• _BRIEF_:
Copy every item below word for word, with no changes.

######

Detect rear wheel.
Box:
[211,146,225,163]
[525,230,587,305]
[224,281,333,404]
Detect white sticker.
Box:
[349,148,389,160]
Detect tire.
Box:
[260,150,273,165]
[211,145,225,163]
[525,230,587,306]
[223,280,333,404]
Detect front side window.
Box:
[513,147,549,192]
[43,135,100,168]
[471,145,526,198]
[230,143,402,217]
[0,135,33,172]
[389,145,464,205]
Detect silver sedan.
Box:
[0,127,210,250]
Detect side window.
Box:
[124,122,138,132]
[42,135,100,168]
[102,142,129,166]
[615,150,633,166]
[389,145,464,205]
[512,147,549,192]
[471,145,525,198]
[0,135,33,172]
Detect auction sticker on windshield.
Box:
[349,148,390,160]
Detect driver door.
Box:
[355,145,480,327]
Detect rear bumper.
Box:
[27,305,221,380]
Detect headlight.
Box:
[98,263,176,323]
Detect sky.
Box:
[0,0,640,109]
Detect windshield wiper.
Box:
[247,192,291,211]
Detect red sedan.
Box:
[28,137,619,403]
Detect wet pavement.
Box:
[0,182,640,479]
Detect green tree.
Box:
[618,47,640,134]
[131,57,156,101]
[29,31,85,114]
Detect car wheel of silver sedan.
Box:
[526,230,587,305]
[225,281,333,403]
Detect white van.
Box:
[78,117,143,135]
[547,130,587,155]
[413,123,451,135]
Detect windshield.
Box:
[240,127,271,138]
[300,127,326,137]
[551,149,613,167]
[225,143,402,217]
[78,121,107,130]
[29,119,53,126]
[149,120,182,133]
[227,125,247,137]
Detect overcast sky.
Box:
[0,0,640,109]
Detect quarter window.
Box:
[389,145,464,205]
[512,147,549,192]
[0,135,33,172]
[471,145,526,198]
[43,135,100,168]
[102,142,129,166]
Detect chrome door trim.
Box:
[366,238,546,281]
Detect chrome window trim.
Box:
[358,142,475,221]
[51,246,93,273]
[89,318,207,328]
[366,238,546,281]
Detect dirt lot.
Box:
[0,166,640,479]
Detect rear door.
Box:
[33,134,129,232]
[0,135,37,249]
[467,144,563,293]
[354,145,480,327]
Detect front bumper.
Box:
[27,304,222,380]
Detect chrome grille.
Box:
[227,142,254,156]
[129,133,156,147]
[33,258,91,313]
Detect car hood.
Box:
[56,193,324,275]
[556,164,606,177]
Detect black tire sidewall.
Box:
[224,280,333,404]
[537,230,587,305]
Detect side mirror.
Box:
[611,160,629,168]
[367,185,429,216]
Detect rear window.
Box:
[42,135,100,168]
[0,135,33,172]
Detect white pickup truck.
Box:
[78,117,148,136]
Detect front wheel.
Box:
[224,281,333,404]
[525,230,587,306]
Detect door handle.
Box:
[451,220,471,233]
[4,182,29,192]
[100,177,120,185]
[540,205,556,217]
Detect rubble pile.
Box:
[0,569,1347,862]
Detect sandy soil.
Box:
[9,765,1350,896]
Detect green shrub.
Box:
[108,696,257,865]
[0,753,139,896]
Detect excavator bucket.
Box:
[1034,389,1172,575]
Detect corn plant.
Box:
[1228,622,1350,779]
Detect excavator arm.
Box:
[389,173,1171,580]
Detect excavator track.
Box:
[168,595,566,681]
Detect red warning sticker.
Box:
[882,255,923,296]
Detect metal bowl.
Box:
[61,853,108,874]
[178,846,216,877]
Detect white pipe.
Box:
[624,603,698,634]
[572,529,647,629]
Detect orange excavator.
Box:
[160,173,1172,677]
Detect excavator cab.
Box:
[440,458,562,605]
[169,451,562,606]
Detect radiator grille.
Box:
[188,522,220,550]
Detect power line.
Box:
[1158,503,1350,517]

######

• _TASK RESPONSE_:
Detect rear wheel.
Box:
[211,146,225,163]
[525,230,587,305]
[224,281,333,404]
Detect white sticker.
Box:
[349,148,389,160]
Detect tire.
Box:
[260,150,273,165]
[211,145,225,163]
[525,230,587,306]
[223,280,333,404]
Detect front side window.
Box:
[513,147,549,192]
[43,135,100,168]
[471,145,526,198]
[230,143,402,217]
[0,135,33,172]
[389,145,464,205]
Detect silver sedan.
Box:
[0,127,210,250]
Detect side window.
Box:
[124,122,138,132]
[42,135,100,168]
[102,142,129,166]
[615,150,633,166]
[389,145,464,205]
[512,147,549,192]
[471,145,525,198]
[0,135,33,172]
Detect auction sticker on windshield.
Box:
[349,148,390,160]
Detect driver door.
Box:
[355,145,480,327]
Detect rear bumper.
Box:
[27,305,221,380]
Detect headlight.
Box:
[98,263,176,323]
Detect sky.
Box:
[0,0,640,109]
Detect windshield wiper.
Box:
[247,192,291,211]
Detect red sedan.
Box:
[28,137,619,403]
Detect wet pavement.
Box:
[0,182,640,479]
Detect green tree.
Box:
[618,47,640,134]
[131,57,156,101]
[29,31,85,114]
Detect car wheel of silver sedan.
Box:
[526,230,587,305]
[225,281,333,403]
Detect white van.
Box:
[78,117,143,135]
[547,130,587,155]
[413,123,451,135]
Detect windshield.
Box:
[240,127,271,138]
[300,127,326,137]
[551,149,613,167]
[225,143,402,217]
[78,121,107,130]
[29,119,53,126]
[149,120,182,133]
[227,125,247,137]
Detect overcast sky.
Box:
[0,0,640,109]
Detect quarter window.
Box:
[389,145,464,205]
[512,147,549,192]
[0,135,33,172]
[471,145,526,198]
[43,135,100,168]
[102,142,129,166]
Detect chrome door trim.
Box:
[366,238,546,281]
Detect chrome window trim.
Box:
[358,142,475,221]
[51,246,93,273]
[89,318,207,328]
[366,238,546,281]
Detect dirt lot.
Box:
[0,166,640,479]
Detect rear door.
Box:
[33,134,129,232]
[0,135,37,249]
[467,144,563,293]
[354,145,480,327]
Detect front bumper.
Box:
[27,304,222,380]
Detect chrome grille.
Box:
[227,142,254,156]
[129,133,156,147]
[33,258,91,313]
Detect car hood.
Box:
[56,193,324,275]
[556,164,606,177]
Detect black tire sidewall.
Box:
[224,280,333,404]
[537,230,587,305]
Detect side mirror.
Box:
[611,160,629,168]
[367,185,429,216]
Detect rear window.
Box:
[42,135,100,168]
[0,135,33,172]
Detect white pickup truck.
Box:
[78,117,148,136]
Detect front wheel.
Box:
[224,281,333,404]
[525,230,587,306]
Detect door handle.
Box:
[451,220,471,233]
[4,182,29,192]
[100,177,120,185]
[540,205,556,217]
Detect rubble pile.
Box:
[0,569,1347,862]
Detect sandy soil.
Box:
[9,765,1350,896]
Detect green shrub.
Box:
[108,696,257,865]
[0,753,139,896]
Detect excavator bucket.
Box:
[1034,389,1172,575]
Detect corn plant.
Box:
[1228,622,1350,779]
Detect excavator arm.
Box:
[389,173,1171,580]
Detect excavator track.
Box:
[168,595,566,681]
Detect red warning sticker.
Box:
[882,255,923,296]
Detect metal bowl.
Box:
[61,853,108,874]
[178,846,216,877]
Detect white pipe.
Box:
[624,603,698,634]
[572,529,647,629]
Detect orange excavator.
Box:
[160,173,1172,677]
Detect excavator cab.
Box:
[440,458,562,605]
[169,451,562,606]
Detect radiator grille.
Box:
[188,522,220,550]
Detect power line.
Box:
[1158,503,1350,517]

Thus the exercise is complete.